++++ Passage for review

Liquid Strategies | Insights

DENALI QUARTERLY FUND REVIEW | As of December 31, 2024

Written by Connor Allen | Jan 17, 2025

 

DENALI STRUCTURED RETURN STRATEGY FUND - YEAR END REVIEW

Dear Investors,

As we reflect on the year 2024, we would like to express our gratitude for your trust and support. We are constantly mindful of the responsibility that trust entails, and it shapes how we approach every decision we make.

This year marked an exciting milestone as the Fund evolved from an idea into a reality, growing from $0 in assets to over $70 million in assets by year-end. We remain committed to our goal of using income from the underlying income-producing portfolio to fund upside participation in the S&P 500 index. The aforementioned success would not have been possible without your belief in a strategy that is still in its early stages.

At Liquid Strategies, we prioritize accessibility and transparency, values that we hope you’ve seen reflected in our communications and team’s dedication. Our portfolio management and sales teams remain readily available to support our constituents in whichever way is most helpful. We are energized by the progress made in 2024 and look forward to working together in 2025 as we navigate the opportunities ahead.

Sincerely,

Connor Allen, Mark Garfinkel and the Liquid Strategies Team

STRATEGY OVERVIEW

Due to the complex nature of the Denali Structured Return Strategy, we thought that it would be helpful to provide a concise summary of how we manage the Fund and its underlying mechanics.

++++++++
++++ Entries shown

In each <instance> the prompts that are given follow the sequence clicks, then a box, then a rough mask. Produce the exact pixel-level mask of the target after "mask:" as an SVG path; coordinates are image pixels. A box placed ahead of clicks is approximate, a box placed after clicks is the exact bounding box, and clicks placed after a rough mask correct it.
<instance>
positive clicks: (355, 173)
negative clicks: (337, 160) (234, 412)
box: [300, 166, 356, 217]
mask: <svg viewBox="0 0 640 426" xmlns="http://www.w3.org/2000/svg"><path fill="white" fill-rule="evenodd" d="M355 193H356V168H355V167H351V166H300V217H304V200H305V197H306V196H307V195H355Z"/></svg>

++++++++

[Activities]
• 1. Reproduce the stretch of the Denali fund review from "Written by Connor" through "decision we make.".
• 2. According to the Denali fund review, what amount of assets had the Fund reached by year-end?
• 3. Condense the paragraph of the Denali fund review that opens with "At Liquid Strategies, we prioritize accessibility" into a shorter version that keeps its main facts.

[Task responses]
• 1.
Written by Connor Allen | Jan 17, 2025

 

DENALI STRUCTURED RETURN STRATEGY FUND - YEAR END REVIEW

Dear Investors,

As we reflect on the year 2024, we would like to express our gratitude for your trust and support. We are constantly mindful of the responsibility that trust entails, and it shapes how we approach every decision we make.

• 2. Over $70 million.

• 3. Liquid Strategies prioritizes accessibility and transparency, and its portfolio management and sales teams remain available to support constituents. The team is energized by the progress of 2024 and looks forward to working together in 2025.